What you have to do
Repeat the lines of the listing below word for word, everything from the line containing "of the pregnant" down to the line containing "142], [285, 128]]]", both included.

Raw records
-- start --

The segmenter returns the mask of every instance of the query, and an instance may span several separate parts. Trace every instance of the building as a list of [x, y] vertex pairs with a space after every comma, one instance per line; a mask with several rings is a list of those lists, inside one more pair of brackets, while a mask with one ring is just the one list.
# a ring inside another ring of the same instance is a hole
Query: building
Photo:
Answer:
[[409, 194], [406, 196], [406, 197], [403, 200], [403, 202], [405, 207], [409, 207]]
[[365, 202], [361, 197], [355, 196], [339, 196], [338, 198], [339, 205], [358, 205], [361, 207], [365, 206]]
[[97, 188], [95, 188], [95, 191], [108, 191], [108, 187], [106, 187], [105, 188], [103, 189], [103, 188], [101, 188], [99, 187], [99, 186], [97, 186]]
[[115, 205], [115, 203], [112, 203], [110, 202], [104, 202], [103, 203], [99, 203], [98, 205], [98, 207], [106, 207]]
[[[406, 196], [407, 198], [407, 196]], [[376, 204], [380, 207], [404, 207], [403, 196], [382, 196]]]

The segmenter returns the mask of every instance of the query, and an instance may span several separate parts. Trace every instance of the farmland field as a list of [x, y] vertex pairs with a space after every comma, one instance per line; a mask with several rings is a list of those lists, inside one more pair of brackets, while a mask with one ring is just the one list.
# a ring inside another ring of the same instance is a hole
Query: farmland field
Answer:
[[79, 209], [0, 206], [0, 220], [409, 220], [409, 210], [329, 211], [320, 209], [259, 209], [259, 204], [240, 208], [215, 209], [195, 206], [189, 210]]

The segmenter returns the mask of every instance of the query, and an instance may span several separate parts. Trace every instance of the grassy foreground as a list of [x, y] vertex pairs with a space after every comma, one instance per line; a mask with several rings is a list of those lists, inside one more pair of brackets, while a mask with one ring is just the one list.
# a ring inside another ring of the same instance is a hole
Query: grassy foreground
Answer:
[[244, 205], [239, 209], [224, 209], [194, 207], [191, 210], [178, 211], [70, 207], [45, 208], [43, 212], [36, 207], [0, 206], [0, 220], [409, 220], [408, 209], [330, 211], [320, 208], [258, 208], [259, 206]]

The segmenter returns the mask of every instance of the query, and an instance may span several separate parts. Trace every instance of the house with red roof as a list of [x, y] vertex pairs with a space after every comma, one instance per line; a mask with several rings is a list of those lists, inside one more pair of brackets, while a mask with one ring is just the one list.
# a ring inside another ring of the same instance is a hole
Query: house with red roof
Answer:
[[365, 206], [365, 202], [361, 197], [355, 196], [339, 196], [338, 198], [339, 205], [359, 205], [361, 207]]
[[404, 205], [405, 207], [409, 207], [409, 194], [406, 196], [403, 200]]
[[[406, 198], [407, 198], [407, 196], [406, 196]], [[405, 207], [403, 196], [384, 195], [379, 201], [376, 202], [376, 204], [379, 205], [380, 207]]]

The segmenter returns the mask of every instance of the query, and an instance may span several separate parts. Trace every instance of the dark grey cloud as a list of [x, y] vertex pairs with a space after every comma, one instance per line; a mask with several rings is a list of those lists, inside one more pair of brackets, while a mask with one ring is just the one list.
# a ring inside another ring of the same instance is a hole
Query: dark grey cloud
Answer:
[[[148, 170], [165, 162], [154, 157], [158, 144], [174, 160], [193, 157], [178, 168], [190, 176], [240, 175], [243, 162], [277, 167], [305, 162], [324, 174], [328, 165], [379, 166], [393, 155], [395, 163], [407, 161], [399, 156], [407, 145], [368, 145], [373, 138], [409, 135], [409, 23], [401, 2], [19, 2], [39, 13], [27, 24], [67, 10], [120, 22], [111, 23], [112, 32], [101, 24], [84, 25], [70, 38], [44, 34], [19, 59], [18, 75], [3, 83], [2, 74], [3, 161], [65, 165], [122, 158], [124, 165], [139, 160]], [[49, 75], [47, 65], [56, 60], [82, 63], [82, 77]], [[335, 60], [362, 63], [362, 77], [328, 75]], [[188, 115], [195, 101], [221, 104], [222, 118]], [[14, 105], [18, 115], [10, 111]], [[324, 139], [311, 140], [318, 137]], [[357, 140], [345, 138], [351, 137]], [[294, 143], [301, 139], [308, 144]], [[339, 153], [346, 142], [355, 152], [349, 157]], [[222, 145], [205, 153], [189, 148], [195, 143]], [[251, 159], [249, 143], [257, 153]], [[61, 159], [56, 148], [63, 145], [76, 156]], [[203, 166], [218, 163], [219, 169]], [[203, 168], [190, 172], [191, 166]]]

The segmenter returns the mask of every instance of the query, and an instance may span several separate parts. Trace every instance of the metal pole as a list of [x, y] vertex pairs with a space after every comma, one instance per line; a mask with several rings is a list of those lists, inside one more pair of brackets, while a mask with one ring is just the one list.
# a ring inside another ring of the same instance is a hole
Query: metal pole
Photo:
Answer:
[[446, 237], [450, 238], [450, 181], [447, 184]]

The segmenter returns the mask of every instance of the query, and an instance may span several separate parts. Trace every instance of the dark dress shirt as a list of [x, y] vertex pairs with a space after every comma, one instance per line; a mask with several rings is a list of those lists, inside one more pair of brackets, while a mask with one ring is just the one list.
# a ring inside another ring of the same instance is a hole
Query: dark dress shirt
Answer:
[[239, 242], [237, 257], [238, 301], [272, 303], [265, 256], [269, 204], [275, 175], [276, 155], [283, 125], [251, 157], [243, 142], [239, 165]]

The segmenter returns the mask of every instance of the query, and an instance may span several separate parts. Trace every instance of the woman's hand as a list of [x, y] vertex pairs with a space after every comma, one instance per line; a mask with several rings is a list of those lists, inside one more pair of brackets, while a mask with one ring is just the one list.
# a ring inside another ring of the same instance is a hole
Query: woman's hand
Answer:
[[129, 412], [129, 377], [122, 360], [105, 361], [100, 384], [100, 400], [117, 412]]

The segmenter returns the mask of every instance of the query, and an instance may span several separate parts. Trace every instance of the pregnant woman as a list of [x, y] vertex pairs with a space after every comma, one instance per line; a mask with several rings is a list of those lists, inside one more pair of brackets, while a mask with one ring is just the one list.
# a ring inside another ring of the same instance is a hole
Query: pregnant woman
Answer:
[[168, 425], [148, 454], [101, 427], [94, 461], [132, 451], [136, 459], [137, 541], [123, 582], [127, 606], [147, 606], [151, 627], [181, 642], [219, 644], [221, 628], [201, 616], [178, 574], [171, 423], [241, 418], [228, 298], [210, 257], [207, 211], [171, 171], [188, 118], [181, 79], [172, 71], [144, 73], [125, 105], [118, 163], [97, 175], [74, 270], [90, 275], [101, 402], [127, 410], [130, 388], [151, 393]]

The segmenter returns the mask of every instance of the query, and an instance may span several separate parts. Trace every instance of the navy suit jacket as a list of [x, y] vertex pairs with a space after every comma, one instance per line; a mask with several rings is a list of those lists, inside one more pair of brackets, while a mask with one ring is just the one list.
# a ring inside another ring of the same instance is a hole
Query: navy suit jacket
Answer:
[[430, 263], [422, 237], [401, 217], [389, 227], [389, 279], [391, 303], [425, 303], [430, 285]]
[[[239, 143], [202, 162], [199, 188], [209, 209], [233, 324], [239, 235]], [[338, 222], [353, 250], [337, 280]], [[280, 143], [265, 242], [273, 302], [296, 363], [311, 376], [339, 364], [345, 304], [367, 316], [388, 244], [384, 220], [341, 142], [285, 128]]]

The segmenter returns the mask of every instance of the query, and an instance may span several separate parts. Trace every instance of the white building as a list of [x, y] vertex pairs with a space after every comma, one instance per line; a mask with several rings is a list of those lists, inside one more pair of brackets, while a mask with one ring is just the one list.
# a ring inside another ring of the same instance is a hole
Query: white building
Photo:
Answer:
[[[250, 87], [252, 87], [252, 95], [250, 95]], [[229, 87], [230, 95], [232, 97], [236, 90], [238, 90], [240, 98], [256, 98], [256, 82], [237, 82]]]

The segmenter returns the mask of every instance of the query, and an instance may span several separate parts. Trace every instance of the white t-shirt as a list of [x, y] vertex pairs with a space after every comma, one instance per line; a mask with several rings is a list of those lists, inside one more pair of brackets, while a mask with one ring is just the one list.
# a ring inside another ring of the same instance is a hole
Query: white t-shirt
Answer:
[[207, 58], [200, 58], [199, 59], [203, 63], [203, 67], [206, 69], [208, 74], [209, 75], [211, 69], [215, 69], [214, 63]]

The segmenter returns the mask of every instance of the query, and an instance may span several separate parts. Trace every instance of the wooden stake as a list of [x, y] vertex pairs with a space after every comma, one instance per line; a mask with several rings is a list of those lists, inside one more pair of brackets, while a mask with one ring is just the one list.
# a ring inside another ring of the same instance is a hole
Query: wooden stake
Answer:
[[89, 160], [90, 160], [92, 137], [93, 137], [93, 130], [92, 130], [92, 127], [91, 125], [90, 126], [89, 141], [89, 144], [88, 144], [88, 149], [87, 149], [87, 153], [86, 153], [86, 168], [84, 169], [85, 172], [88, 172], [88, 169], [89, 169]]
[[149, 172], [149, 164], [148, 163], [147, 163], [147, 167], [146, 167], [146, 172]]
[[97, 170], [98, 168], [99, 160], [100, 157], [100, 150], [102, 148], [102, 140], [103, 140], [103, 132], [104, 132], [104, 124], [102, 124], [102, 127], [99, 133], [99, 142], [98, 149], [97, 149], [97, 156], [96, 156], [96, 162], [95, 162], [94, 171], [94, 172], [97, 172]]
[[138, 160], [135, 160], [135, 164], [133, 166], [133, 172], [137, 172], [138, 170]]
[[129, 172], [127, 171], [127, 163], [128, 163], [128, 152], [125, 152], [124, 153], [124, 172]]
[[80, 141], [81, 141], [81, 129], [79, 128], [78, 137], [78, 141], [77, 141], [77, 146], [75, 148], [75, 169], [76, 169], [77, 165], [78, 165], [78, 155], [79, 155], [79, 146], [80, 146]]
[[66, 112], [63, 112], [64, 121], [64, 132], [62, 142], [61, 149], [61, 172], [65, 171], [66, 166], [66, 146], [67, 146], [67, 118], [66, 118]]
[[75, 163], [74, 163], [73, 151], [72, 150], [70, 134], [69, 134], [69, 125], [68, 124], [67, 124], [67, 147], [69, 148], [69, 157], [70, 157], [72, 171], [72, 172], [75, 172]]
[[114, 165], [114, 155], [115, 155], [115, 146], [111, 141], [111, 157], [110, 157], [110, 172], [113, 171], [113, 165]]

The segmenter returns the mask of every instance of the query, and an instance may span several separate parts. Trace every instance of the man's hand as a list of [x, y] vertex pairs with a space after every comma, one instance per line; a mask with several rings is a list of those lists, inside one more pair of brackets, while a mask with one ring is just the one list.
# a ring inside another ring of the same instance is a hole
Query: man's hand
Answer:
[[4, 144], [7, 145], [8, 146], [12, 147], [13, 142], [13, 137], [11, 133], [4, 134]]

-- end --

Reply to the exercise
The segmenter returns the mask of every instance of the query, and an instance may span several separate parts. Trace every instance of the pregnant woman as a list of [x, y] vertex pairs with a space after every comma, one instance per line; a mask with several rings is a list of those lists, inside one more pair of brackets, while a mask with one ring is just the one list.
# a ring inside another ring of the same instance is a hole
Query: pregnant woman
Answer:
[[168, 425], [148, 454], [101, 427], [94, 461], [132, 451], [136, 459], [137, 541], [123, 582], [127, 606], [147, 606], [151, 627], [181, 642], [219, 644], [221, 628], [201, 616], [178, 574], [171, 423], [241, 418], [228, 298], [210, 257], [207, 211], [171, 171], [188, 118], [181, 79], [172, 71], [144, 73], [125, 105], [118, 163], [97, 175], [74, 270], [90, 275], [101, 402], [127, 410], [130, 388], [151, 393]]

The segmenter returns the mask of every instance of the query, and an instance may span several separate parts. Trace every instance of the navy suit jacket as a list of [x, y] vertex pairs with a space after every comma, one instance per line; a mask with several rings is a list of those lists, inside one more pair of brackets, while a mask with one ring is just the one list.
# a ring inside another ring of the same instance is a hole
Query: navy suit jacket
Answer:
[[430, 263], [422, 237], [401, 217], [389, 227], [389, 279], [391, 303], [425, 303], [430, 285]]
[[[239, 143], [202, 162], [199, 188], [209, 209], [233, 324], [239, 235]], [[338, 222], [353, 250], [337, 280]], [[280, 143], [265, 242], [273, 302], [296, 363], [311, 376], [339, 364], [345, 304], [367, 316], [388, 244], [384, 220], [341, 142], [285, 128]]]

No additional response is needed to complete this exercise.